■ **Exercise description**: Pictures stay out of your copy, but everything else in the records below must be repeated exactly.

━━ Data listing ━━

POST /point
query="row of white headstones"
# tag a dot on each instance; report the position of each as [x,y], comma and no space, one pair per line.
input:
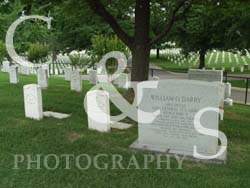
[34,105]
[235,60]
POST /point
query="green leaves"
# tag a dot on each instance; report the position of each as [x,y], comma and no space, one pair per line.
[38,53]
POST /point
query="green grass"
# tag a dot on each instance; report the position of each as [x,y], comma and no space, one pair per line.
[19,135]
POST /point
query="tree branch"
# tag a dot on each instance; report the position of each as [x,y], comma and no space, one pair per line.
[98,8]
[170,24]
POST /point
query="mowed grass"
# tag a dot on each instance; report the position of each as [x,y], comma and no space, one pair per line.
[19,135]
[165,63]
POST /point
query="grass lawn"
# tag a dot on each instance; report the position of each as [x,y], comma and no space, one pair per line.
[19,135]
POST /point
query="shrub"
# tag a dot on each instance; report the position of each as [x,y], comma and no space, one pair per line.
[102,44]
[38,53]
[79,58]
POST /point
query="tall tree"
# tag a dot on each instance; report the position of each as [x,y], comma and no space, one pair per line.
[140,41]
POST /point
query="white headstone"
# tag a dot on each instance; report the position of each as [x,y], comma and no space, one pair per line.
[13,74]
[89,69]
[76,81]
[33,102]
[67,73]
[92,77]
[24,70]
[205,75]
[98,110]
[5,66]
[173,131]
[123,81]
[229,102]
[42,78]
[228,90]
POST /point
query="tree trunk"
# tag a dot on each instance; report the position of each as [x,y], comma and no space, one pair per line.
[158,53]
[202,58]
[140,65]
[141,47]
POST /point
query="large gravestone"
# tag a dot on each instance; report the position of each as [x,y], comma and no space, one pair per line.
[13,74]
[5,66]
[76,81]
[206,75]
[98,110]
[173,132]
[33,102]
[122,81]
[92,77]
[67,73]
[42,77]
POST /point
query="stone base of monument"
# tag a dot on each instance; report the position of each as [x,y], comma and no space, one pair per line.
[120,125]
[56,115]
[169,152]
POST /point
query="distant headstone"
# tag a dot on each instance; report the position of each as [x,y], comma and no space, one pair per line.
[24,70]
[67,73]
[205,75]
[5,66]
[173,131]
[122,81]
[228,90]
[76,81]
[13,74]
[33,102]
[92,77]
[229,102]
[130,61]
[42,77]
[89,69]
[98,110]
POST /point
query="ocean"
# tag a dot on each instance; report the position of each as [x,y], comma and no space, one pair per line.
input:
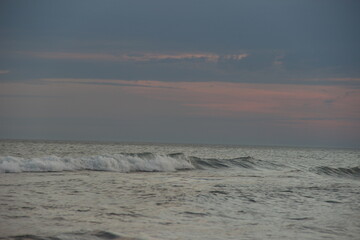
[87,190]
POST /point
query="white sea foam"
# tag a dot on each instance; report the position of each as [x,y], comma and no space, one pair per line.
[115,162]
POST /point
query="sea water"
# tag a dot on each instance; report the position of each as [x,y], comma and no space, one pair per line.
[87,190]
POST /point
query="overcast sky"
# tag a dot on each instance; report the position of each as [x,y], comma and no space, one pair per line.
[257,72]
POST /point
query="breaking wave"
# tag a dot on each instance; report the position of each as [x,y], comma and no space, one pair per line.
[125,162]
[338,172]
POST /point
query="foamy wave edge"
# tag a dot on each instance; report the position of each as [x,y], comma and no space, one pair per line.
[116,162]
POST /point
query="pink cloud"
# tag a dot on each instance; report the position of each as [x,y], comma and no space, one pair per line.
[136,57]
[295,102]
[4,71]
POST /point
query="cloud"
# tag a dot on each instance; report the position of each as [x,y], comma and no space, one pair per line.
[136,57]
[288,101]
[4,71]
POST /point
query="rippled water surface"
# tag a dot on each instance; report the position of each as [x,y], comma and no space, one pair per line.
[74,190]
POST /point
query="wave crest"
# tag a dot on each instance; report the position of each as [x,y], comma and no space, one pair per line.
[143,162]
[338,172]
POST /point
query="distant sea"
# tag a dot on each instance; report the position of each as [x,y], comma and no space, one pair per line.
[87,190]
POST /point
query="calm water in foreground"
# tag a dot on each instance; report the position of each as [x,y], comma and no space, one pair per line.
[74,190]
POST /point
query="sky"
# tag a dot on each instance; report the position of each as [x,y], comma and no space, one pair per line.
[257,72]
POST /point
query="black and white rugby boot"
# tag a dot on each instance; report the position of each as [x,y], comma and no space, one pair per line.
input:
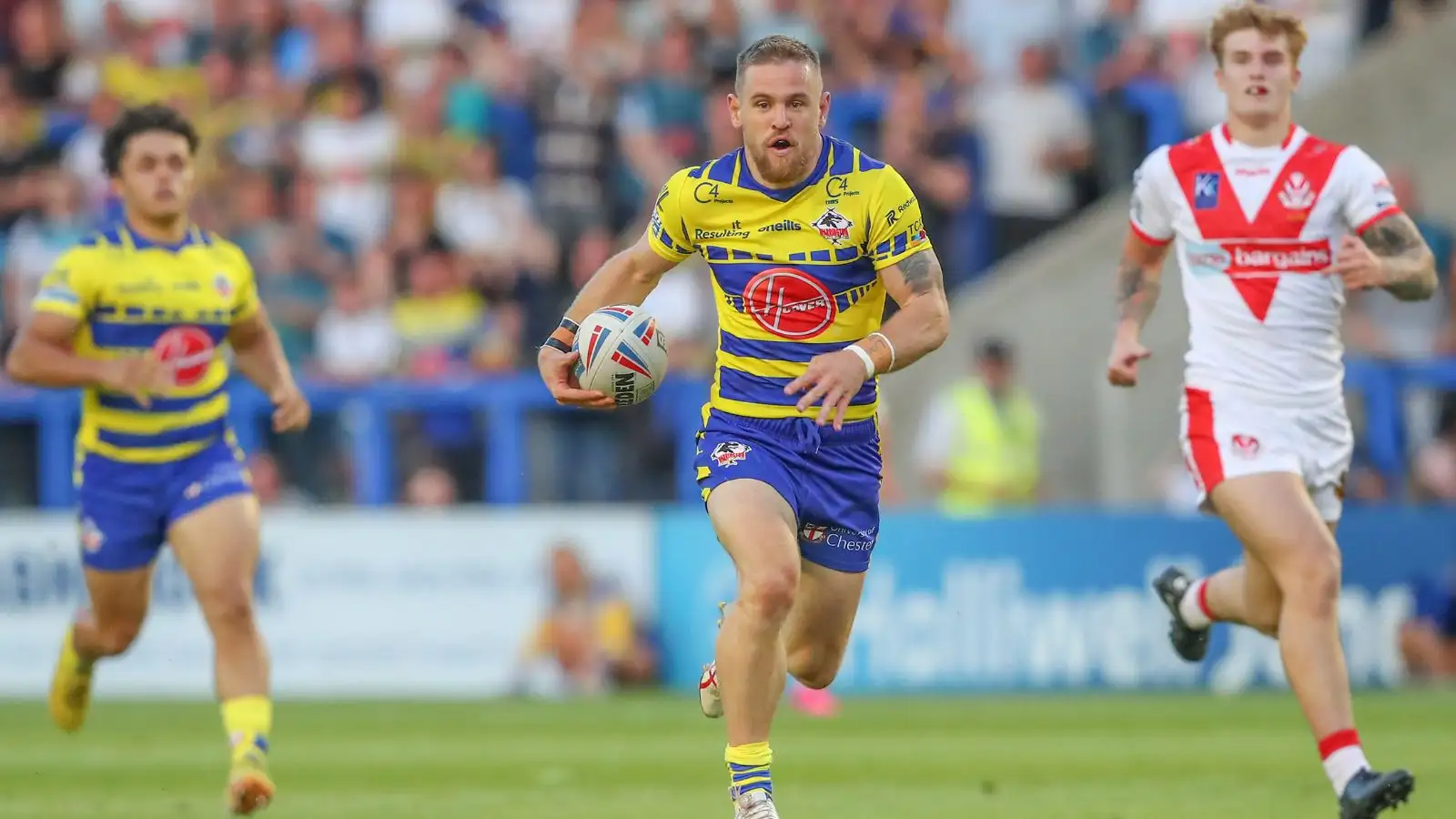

━━━

■ **Response**:
POST /point
query="row of white headstones"
# tag a dot on each instance; report the position of each as [x,y], comma and no space, one pair per line.
input:
[34,105]
[235,60]
POST /point
query="green leaves"
# tag a dot on each instance; report the position of each as [x,y], comma and no space, one pair per line.
[38,53]
POST /point
query="green grass"
# tag a dot on each instance; report the position of each as [x,y], comma and no space, one pair per line.
[19,135]
POST /point
query="tree branch"
# tag a dot on each instance; report the position of each as [x,y], comma and no space, one pair per line.
[98,8]
[170,24]
POST /point
query="mowed grass"
# tag a dot on each instance; report the position of each as [x,y], comma and no space, one pair per line.
[19,135]
[165,63]
POST /point
query="grass lawn"
# tag a dot on each instance; report the position of each as [x,y], comma and no space, one pair per line.
[19,135]
POST /point
query="shrub"
# tag a dot on each instance; report the position of each as [x,y], comma and no space, one pair per line.
[102,44]
[38,53]
[79,58]
POST /point
query="tall tree"
# tag a dot on each instance; report the position of each as [x,y], comma and no space, one pair per line.
[140,41]
POST /point
query="white headstone"
# tag a dot on each instance; report the position of each as [x,y], comma and no space, one pair per line.
[13,74]
[89,69]
[76,81]
[33,102]
[67,73]
[92,77]
[24,70]
[205,75]
[98,110]
[5,66]
[173,131]
[123,81]
[229,102]
[42,78]
[228,90]
POST /point
query="tree trunk"
# tag a dot on each instance; report the position of each as [x,y], comma and no space, one pair per line.
[158,53]
[202,58]
[140,65]
[141,47]
POST /point
query="large gravestone"
# tag a dot on each instance; report the position of each as [x,y], comma and no space, one pair per line.
[13,74]
[5,66]
[76,81]
[206,75]
[98,110]
[173,132]
[33,102]
[122,81]
[92,77]
[67,73]
[42,77]
POST /point
query="stone base of monument"
# tag a dot on each instance; report the position of each as [x,y], comma and no space, one pair per line.
[120,125]
[56,115]
[169,152]
POST /point
query="distant headstone"
# tag a dot on each instance; report the position of each as [x,y], comma and no space, one pair per line.
[24,70]
[67,73]
[205,75]
[5,66]
[173,131]
[122,81]
[228,90]
[76,81]
[13,74]
[33,102]
[92,77]
[229,102]
[130,61]
[42,77]
[89,69]
[98,110]
POST /point
query="ocean"
# tag a dot on each instance; report the position of each as [x,y], comma and no space, one pair per line.
input:
[87,190]
POST /point
query="white sea foam"
# tag a dot on each instance; report the position of each as [x,y], comma and no space, one pair per line.
[115,162]
POST /point
query="sea water"
# tag a dot on each instance; report the position of each as [x,y], comma and no space, one pair per line.
[87,190]
POST /point
query="overcast sky"
# tag a dot on each instance; report the position of each as [x,y], comma and no space, one pair per line.
[257,72]
POST /point
query="breaking wave"
# tag a dot on each instance; report the position of each as [x,y], comma and no space, one pair per line.
[125,162]
[338,172]
POST /point
query="foamy wave edge"
# tag a dot on each instance; report the position of each as [x,y], comma and no space, one pair per line.
[116,162]
POST /point
query="pink cloud"
# tag a dot on each instance; report the position of each as [x,y], comma and no space, one pair per line.
[136,57]
[295,102]
[4,71]
POST /point
query="cloud"
# tag a dot on each instance; report the position of each as [x,y], comma and no space, one pair per line.
[136,57]
[288,101]
[4,71]
POST /point
query="rippled water surface"
# tag a dot on each instance; report the position of each as [x,y], comma and no space, one pair per line.
[74,190]
POST /point
query="wave crest"
# tag a dot on each instance; report the position of each as [x,y], comma and no space, one pair per line.
[143,162]
[338,172]
POST /point
query="distant sea"
# tag a dot on each instance; report the position of each as [x,y], comma and no space, one pair per line.
[87,190]
POST /point
query="calm water in foreground"
# tag a dot on each instance; report the position of each as [x,y], comma and no space, one pair per line.
[74,190]
POST /point
query="sky"
# tag a dot on each instance; report the position of each as [x,y], comma and no space, one pair per line.
[257,72]
POST /point
query="black and white rugby boot"
# tag a dot on each instance; report the position of each as [x,y], comma and no space, one pair per line.
input:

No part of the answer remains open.